住吉智恵

『BRUTUS』『ART iT』などの媒体において、アートライターとして活躍しつつ、伝説的なサロン「トラウマリス」を経営し、幅広い人脈と力強い行動力で次々と面白いコトを仕掛けつづけてきた住吉智恵さん。2009年4月18日に開催されたbtfトークショーでは、そんなバイタリティに溢れる彼女をお招きし、その活動を通じてのさまざまな秘話をご披露いただきました。

住吉千恵さん


どうしてライターになったのか?

「アートの面白さを伝えていく仕事ができたらなあ」、そういうビジョンは高校生の頃から持っていたんです。でも、何になるかはよくわかっていませんでした。だから、20代の頃は、私はライターだったわけではないんです。その頃の私は、デザインとかプロダクト関係のお仕事をしていたんですね。実は、本格的にアートライターになったのは、2回続けて入った会社が傾いて、2回続けて失業して、2回失業手当をもらったりしたのがきっかけなんです(笑)。そういう経験で痛い思いをして、会社に頼らずできるところまで、自分の力で生きていってみようと思ったわけです。それでも、最初は、アートライターではなくて、陶器とか食文化についての記事を書いたりしていました。1996年頃の話ですね。私が現代美術に関わりたいと思ったきっかけは、大学時代に大竹伸朗さんの絵を見て衝撃をうけたことです。それで何とかアートについて書く仕事に就きたいと思い焦がれ、ギャラリーのオープニングに片っ端から通い、マガジンハウスの雑誌をとっかかりに取材の仕事を増やしていきました。そして念願だったブルータスで1997年頃から仕事をするようになり、現・副編集長の鈴木芳雄さんとチームでページをつくりはじめたのです。ブルータスでやらせていただいた面白い仕事は沢山ありますので、ここに裏話を交えつつ、それらブルータスの記事を紹介していきたいと思います。

== 提供された記録 ==
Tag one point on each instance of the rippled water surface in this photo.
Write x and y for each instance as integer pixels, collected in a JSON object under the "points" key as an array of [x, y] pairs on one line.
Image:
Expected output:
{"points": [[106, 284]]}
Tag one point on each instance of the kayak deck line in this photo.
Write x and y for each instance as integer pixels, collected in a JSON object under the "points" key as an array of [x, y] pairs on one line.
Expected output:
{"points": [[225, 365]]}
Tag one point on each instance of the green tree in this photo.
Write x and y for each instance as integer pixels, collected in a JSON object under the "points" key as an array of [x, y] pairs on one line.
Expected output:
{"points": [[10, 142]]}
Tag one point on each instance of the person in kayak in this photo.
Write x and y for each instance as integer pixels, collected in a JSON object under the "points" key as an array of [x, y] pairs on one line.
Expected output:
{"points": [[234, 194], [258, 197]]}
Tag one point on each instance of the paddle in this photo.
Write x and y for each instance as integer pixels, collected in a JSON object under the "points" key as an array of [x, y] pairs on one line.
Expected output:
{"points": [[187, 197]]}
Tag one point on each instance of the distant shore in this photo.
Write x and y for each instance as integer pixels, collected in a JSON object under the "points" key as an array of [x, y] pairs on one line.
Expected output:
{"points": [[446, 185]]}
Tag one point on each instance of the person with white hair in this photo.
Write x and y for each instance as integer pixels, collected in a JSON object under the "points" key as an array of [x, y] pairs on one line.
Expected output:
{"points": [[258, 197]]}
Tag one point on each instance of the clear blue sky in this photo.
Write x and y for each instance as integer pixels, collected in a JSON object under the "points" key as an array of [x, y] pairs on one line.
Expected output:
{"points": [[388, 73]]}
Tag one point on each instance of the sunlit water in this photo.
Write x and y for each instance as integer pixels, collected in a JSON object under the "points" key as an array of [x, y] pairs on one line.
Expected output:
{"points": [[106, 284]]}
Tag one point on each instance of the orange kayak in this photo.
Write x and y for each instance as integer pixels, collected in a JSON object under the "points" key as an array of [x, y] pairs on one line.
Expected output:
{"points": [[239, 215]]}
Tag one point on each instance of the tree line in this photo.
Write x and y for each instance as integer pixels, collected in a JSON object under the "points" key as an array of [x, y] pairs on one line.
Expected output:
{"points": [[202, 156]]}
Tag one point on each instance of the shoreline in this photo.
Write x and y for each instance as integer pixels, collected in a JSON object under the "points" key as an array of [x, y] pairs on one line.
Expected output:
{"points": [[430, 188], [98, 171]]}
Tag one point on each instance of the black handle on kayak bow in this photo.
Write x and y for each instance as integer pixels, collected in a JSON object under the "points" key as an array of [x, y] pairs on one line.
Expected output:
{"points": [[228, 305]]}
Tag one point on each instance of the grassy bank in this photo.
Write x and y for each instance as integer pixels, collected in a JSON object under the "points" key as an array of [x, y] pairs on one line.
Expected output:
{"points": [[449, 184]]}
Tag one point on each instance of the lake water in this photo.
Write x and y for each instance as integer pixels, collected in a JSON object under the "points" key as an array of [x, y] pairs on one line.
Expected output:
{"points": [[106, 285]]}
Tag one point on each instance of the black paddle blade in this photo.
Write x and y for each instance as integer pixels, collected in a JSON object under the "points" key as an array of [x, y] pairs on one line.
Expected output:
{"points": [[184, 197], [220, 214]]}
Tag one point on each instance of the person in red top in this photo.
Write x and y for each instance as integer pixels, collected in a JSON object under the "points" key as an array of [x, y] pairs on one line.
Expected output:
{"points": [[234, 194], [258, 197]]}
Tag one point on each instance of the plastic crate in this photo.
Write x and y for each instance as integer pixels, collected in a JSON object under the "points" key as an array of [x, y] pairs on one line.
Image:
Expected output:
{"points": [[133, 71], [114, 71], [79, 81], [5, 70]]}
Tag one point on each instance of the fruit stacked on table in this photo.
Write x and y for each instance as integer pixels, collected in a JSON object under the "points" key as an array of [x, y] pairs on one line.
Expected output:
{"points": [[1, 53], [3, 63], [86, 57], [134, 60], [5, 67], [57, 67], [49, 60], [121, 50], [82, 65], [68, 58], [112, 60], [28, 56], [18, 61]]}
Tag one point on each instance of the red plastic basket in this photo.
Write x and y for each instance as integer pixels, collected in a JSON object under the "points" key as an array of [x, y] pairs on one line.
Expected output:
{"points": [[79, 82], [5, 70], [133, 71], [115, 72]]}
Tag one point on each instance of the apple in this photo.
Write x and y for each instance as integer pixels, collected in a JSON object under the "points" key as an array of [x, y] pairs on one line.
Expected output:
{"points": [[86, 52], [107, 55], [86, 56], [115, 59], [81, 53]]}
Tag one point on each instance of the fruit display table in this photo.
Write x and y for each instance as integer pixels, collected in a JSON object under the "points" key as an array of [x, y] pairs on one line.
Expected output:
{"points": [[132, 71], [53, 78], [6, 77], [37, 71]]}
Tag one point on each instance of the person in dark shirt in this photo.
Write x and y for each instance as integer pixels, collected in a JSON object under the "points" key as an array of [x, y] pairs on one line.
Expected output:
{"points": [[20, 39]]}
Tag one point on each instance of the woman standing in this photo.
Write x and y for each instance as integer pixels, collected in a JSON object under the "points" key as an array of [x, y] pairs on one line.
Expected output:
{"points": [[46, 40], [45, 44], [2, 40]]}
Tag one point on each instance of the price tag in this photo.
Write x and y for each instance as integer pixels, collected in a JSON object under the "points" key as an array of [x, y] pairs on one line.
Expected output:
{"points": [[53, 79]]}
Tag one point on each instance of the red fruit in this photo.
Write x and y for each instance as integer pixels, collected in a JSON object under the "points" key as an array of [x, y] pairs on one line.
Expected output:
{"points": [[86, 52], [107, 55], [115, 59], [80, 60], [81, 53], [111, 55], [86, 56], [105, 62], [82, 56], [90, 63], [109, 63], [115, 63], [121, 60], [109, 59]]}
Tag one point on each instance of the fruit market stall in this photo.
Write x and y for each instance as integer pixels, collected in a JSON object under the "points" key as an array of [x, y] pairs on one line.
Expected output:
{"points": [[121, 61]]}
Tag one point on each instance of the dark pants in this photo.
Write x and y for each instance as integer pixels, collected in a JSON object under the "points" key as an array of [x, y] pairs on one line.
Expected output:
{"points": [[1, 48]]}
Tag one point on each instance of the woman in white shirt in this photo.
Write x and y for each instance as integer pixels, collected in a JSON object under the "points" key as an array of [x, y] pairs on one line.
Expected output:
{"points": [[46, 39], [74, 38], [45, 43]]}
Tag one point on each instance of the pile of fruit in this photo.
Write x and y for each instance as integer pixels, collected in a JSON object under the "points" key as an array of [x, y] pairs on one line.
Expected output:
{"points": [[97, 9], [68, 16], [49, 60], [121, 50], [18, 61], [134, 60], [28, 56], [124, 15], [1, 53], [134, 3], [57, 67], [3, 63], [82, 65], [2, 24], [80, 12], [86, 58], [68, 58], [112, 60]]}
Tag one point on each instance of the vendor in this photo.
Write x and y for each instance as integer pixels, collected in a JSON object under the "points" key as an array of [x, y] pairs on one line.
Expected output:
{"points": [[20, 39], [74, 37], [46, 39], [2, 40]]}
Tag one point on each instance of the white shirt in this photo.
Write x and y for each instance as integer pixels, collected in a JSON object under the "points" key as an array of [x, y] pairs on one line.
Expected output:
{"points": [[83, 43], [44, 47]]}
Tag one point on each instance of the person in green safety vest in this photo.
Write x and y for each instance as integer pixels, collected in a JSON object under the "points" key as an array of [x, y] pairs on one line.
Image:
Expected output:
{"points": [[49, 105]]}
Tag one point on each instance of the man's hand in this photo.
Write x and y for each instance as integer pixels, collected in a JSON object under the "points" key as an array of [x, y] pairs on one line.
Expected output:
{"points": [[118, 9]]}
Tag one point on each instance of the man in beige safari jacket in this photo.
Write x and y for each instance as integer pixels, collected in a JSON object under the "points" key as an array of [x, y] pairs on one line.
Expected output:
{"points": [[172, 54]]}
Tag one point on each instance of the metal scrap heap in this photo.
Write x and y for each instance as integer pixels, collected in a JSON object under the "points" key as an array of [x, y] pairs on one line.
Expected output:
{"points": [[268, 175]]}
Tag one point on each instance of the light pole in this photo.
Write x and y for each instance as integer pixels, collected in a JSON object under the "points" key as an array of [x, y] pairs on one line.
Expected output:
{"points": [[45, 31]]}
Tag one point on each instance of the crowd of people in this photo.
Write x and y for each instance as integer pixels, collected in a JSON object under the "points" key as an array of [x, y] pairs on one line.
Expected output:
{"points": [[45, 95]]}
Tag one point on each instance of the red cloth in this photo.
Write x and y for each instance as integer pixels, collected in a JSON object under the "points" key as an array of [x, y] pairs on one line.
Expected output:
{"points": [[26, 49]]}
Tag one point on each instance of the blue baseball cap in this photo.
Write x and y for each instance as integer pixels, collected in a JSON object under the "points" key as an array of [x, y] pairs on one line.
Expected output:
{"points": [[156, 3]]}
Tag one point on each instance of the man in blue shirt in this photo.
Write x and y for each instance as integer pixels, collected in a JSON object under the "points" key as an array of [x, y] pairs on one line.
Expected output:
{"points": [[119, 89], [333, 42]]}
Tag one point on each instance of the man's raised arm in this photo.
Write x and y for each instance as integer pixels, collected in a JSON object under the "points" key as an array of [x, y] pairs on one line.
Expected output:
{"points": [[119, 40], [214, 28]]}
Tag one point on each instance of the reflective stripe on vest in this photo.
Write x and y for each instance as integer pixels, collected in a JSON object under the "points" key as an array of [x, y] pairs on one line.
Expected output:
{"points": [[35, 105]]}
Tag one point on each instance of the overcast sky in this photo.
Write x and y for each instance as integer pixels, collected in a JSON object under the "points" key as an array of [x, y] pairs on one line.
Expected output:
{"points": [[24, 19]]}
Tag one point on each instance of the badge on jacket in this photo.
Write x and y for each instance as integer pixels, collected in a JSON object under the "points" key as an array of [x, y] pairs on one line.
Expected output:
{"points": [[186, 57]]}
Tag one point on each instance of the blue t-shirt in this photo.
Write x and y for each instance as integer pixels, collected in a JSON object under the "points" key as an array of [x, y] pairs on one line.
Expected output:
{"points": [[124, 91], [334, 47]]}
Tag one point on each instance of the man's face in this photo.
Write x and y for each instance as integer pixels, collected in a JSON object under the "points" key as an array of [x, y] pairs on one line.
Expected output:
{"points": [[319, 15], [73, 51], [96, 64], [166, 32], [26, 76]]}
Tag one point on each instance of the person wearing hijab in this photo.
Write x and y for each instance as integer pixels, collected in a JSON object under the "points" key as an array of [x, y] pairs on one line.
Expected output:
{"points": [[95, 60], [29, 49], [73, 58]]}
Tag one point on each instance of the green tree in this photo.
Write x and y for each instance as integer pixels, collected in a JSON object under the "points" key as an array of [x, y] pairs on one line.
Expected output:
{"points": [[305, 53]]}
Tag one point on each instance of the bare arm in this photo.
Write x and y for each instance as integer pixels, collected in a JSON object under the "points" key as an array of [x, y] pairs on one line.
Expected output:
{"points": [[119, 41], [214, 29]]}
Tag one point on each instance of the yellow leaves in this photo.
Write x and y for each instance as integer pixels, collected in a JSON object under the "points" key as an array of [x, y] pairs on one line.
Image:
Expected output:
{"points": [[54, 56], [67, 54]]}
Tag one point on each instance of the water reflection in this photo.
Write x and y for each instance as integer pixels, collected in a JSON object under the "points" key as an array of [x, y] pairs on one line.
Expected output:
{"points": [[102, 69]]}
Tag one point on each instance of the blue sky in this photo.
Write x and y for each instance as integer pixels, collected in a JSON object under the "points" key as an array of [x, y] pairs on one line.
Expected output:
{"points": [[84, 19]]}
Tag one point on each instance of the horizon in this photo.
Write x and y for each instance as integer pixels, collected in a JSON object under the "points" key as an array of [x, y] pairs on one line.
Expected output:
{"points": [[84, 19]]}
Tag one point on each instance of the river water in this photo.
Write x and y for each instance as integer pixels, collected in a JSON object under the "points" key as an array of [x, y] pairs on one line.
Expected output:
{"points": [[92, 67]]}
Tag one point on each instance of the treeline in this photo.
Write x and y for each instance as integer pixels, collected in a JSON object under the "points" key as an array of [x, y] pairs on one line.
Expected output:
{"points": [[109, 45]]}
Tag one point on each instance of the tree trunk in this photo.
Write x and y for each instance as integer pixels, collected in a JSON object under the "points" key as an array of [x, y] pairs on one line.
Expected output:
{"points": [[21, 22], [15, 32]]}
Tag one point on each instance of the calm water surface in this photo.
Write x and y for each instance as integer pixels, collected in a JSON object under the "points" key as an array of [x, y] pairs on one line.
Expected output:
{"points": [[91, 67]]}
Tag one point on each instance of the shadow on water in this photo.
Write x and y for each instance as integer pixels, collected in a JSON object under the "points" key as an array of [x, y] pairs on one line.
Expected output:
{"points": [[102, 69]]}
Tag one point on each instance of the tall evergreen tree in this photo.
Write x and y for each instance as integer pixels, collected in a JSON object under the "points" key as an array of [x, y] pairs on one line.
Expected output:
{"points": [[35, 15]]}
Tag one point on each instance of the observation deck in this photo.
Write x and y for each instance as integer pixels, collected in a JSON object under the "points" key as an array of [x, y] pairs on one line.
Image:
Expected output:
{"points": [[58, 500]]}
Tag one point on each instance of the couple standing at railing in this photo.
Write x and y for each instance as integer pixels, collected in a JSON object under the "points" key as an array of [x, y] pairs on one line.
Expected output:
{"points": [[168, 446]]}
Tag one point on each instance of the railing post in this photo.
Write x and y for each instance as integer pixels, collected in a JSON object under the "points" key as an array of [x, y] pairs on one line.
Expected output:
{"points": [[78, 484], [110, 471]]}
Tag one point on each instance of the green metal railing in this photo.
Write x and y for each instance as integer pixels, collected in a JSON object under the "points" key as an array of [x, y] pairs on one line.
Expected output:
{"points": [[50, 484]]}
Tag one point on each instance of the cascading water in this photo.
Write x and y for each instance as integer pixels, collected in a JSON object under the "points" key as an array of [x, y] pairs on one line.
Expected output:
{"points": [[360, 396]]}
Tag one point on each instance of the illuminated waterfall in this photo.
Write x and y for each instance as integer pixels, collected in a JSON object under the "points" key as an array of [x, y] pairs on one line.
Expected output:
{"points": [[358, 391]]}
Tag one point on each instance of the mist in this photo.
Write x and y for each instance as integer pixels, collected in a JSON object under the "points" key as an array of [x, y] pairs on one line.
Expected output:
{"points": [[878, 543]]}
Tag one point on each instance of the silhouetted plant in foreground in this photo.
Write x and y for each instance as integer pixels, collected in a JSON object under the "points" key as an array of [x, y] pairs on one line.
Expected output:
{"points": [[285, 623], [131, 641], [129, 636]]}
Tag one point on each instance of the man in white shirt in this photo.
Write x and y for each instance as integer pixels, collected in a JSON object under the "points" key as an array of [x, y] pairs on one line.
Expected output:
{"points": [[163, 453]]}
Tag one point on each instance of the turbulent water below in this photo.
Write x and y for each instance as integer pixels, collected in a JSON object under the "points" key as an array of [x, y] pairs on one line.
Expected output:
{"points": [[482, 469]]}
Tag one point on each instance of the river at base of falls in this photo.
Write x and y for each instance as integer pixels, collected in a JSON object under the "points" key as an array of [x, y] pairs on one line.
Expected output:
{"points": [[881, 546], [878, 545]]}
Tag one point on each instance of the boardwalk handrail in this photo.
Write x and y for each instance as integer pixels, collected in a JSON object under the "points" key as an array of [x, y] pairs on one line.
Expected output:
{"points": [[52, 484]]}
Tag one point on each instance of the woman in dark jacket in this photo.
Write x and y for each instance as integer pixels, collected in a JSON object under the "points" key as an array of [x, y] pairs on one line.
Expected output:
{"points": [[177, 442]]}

== 演習課題 A ==
本文抜粋に出てくる西暦の年を、出てくる順にすべて挙げてください。
== 演習課題 B ==
本文抜粋のうち、「どうしてライターになったのか?」から始まり「紹介していきたいと思います。」で終わる部分を、一字も変えずに書き写してください。

== 正しい結果 A ==
2009年、1996年、1997年

== 正しい結果 B ==
どうしてライターになったのか?

「アートの面白さを伝えていく仕事ができたらなあ」、そういうビジョンは高校生の頃から持っていたんです。でも、何になるかはよくわかっていませんでした。だから、20代の頃は、私はライターだったわけではないんです。その頃の私は、デザインとかプロダクト関係のお仕事をしていたんですね。実は、本格的にアートライターになったのは、2回続けて入った会社が傾いて、2回続けて失業して、2回失業手当をもらったりしたのがきっかけなんです(笑)。そういう経験で痛い思いをして、会社に頼らずできるところまで、自分の力で生きていってみようと思ったわけです。それでも、最初は、アートライターではなくて、陶器とか食文化についての記事を書いたりしていました。1996年頃の話ですね。私が現代美術に関わりたいと思ったきっかけは、大学時代に大竹伸朗さんの絵を見て衝撃をうけたことです。それで何とかアートについて書く仕事に就きたいと思い焦がれ、ギャラリーのオープニングに片っ端から通い、マガジンハウスの雑誌をとっかかりに取材の仕事を増やしていきました。そして念願だったブルータスで1997年頃から仕事をするようになり、現・副編集長の鈴木芳雄さんとチームでページをつくりはじめたのです。ブルータスでやらせていただいた面白い仕事は沢山ありますので、ここに裏話を交えつつ、それらブルータスの記事を紹介していきたいと思います。